Exercise instructions: Locate every line in the rows below that contains the word "player", and copy each such line in full.

Available data:
▶

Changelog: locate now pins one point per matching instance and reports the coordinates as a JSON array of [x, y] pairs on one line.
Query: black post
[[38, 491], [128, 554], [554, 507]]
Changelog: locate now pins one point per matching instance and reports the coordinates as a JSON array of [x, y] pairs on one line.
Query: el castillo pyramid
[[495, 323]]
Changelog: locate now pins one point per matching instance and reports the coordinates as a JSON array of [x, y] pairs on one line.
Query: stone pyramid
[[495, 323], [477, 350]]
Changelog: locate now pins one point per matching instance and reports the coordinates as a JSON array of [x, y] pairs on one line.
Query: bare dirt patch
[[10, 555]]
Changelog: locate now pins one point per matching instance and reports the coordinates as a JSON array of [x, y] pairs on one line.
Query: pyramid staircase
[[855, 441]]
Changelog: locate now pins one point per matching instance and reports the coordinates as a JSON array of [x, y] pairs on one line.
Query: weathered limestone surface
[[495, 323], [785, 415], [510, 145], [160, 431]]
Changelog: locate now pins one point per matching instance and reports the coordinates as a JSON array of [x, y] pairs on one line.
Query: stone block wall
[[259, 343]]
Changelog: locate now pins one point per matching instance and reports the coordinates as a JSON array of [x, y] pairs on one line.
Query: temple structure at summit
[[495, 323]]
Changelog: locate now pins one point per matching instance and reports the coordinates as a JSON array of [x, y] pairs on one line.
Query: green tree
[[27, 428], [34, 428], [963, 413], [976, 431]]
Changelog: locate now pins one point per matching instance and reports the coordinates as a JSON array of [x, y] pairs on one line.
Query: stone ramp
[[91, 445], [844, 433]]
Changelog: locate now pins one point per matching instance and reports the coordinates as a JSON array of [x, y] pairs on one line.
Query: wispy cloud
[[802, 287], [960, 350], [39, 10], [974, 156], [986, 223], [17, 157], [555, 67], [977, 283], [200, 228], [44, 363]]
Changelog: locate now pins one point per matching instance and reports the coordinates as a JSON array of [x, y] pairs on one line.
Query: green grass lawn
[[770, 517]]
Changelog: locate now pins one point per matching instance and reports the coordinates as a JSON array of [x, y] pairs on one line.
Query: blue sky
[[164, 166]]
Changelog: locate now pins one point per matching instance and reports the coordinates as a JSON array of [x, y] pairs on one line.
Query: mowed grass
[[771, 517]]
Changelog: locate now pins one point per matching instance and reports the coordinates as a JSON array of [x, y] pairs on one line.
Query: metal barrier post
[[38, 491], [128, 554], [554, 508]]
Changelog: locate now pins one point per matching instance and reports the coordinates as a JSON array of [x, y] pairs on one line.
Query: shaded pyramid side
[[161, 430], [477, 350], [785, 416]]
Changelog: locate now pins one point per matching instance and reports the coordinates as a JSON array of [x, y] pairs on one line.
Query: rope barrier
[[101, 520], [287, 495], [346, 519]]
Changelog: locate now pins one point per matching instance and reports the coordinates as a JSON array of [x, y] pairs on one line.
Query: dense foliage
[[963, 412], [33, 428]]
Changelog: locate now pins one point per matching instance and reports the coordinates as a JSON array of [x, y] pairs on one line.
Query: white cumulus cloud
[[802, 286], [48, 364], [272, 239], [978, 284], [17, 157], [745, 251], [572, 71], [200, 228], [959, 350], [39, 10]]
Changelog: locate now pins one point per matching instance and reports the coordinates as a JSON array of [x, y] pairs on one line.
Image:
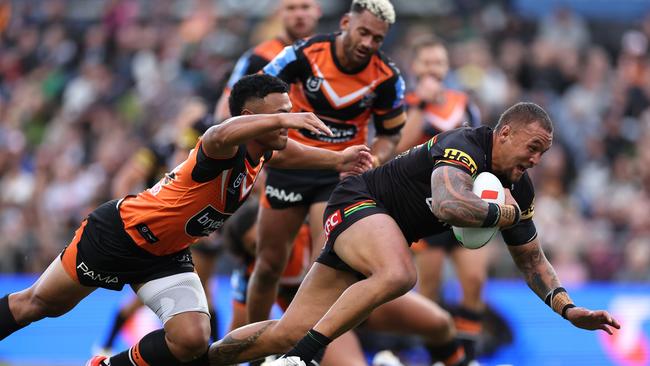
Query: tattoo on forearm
[[228, 350], [538, 272], [453, 200]]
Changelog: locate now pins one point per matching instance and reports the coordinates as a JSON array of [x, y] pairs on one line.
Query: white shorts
[[173, 295]]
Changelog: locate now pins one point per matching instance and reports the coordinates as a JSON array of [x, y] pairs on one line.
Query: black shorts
[[289, 188], [445, 240], [102, 254], [350, 202]]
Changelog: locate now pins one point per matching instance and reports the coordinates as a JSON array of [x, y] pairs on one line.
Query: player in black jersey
[[371, 220]]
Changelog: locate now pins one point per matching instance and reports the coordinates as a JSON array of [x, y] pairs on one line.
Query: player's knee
[[398, 282], [36, 307], [191, 340], [269, 270]]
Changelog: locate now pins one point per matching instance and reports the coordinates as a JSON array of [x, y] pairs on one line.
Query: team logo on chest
[[205, 222], [313, 83]]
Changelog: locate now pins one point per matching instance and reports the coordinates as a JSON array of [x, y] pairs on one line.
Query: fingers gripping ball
[[488, 187]]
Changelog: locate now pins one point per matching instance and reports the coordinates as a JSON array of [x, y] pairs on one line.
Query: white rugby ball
[[488, 187]]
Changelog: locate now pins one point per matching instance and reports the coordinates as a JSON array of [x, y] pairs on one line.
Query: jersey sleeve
[[207, 168], [455, 148], [286, 65], [389, 110], [524, 232]]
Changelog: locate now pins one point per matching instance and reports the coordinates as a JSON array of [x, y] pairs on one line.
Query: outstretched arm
[[542, 279], [221, 141], [355, 159], [453, 201]]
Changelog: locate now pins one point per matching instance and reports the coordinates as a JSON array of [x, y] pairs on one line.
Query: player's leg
[[320, 289], [205, 255], [344, 350], [429, 262], [52, 295], [372, 244], [414, 314], [276, 230], [180, 303], [471, 268], [122, 315], [316, 213]]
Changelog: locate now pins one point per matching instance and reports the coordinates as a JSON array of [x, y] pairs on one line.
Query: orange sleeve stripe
[[396, 121]]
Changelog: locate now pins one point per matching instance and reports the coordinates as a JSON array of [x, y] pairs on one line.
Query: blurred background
[[85, 83]]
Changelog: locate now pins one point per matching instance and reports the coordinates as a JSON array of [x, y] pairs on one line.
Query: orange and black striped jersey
[[452, 112], [344, 99], [255, 59], [191, 201]]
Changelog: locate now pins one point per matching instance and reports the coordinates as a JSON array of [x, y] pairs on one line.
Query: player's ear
[[344, 24]]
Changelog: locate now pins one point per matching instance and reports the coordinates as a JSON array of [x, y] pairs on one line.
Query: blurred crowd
[[79, 95]]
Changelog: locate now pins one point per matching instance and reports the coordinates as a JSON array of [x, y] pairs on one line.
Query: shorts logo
[[96, 276], [332, 221], [358, 207], [282, 195], [461, 158], [313, 83], [205, 222]]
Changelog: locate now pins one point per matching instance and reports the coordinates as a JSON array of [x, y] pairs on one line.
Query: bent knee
[[397, 283], [191, 341]]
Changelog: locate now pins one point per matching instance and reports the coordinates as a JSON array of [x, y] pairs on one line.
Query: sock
[[469, 324], [151, 350], [214, 325], [451, 353], [309, 346], [118, 323], [8, 323]]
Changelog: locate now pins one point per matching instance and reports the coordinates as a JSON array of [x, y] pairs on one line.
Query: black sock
[[152, 349], [450, 353], [469, 326], [8, 323], [118, 323], [214, 325], [309, 346]]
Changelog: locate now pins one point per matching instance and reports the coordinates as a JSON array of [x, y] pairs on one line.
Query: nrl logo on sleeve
[[313, 83], [461, 157]]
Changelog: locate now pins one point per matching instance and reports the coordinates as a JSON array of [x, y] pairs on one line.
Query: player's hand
[[592, 319], [354, 160], [509, 199], [306, 120]]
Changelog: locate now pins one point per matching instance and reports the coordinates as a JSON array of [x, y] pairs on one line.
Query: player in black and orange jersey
[[432, 109], [371, 219], [144, 169], [299, 19], [346, 81], [143, 240], [415, 314]]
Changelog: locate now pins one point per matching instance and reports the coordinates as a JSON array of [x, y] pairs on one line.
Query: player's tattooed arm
[[537, 270], [452, 199], [233, 349]]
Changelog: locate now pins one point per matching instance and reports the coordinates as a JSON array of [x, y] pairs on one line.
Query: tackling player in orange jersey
[[346, 81], [299, 20], [143, 240]]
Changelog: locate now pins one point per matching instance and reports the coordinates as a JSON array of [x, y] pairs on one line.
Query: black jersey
[[345, 100], [403, 186]]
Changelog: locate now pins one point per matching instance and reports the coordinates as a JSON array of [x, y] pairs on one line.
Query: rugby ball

◀

Result of the exercise:
Query: player in black jersey
Query: player's knee
Query: player's leg
Query: player's ear
Query: player's hand
Query: player in black and orange jersey
Query: player's tattooed arm
Query: tackling player in orange jersey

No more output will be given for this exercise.